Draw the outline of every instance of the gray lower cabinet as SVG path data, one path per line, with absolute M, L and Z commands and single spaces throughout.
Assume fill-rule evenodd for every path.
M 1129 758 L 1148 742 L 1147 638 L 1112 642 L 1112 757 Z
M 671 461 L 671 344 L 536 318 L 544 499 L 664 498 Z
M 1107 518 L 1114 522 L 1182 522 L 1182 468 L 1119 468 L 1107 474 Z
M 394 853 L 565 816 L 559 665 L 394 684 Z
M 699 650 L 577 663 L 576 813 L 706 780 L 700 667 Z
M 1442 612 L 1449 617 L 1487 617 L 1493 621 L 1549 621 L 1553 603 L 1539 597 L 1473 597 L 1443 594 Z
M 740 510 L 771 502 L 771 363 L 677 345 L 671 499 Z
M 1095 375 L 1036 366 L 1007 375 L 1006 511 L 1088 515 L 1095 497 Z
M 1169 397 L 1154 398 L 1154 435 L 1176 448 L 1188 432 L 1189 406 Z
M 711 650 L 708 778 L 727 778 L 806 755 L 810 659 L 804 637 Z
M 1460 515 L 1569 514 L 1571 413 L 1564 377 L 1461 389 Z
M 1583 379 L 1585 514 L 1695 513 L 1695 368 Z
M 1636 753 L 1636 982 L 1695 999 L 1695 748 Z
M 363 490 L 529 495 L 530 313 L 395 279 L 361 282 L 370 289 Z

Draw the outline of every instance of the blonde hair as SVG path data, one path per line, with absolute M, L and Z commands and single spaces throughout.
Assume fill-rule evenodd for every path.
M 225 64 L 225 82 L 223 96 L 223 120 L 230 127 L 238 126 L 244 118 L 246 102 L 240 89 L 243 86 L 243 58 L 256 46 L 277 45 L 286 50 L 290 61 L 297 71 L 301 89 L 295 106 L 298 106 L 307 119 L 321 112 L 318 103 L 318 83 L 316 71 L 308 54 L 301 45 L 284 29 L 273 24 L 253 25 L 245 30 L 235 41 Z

════════════════

▸ **PROBLEM**
For this exercise, restate each of the entries without any deviation.

▸ **EXERCISE RESPONSE**
Draw the outline of every instance of the gray lower cabinet as SVG path data, one path per line, with absolute M, L and Z commands and single spaces throughout.
Assume fill-rule evenodd for every path.
M 1129 758 L 1148 742 L 1147 638 L 1112 642 L 1112 757 Z
M 671 461 L 671 344 L 536 318 L 544 499 L 664 498 Z
M 1107 518 L 1114 522 L 1182 522 L 1182 468 L 1119 468 L 1107 474 Z
M 394 853 L 565 816 L 559 665 L 394 684 Z
M 699 650 L 577 663 L 576 813 L 706 780 L 700 667 Z
M 1442 612 L 1449 617 L 1487 617 L 1493 621 L 1549 621 L 1553 603 L 1539 597 L 1473 597 L 1443 594 Z
M 740 510 L 771 502 L 771 363 L 677 345 L 671 499 Z
M 1095 375 L 1036 366 L 1007 375 L 1006 511 L 1088 515 L 1095 497 Z
M 1169 397 L 1154 398 L 1154 435 L 1176 448 L 1188 432 L 1189 406 Z
M 711 650 L 708 778 L 727 778 L 806 755 L 810 659 L 804 637 Z
M 1460 515 L 1569 514 L 1571 413 L 1564 377 L 1461 389 Z
M 1583 379 L 1585 514 L 1695 513 L 1695 368 Z
M 1636 753 L 1636 982 L 1695 999 L 1695 748 Z
M 363 490 L 529 495 L 530 313 L 395 279 L 361 282 L 370 289 Z

Draw the outline of every instance of the blonde hair as SVG path data, one path per line, with absolute M, L and Z commands and single spaces throughout.
Assume fill-rule evenodd for every path.
M 225 64 L 225 82 L 223 96 L 223 120 L 230 127 L 238 126 L 244 118 L 246 102 L 240 89 L 243 86 L 243 58 L 256 46 L 277 45 L 286 50 L 290 61 L 297 71 L 301 89 L 295 106 L 298 106 L 307 119 L 321 112 L 318 103 L 318 83 L 316 71 L 308 54 L 301 45 L 284 29 L 273 24 L 253 25 L 245 30 L 235 41 Z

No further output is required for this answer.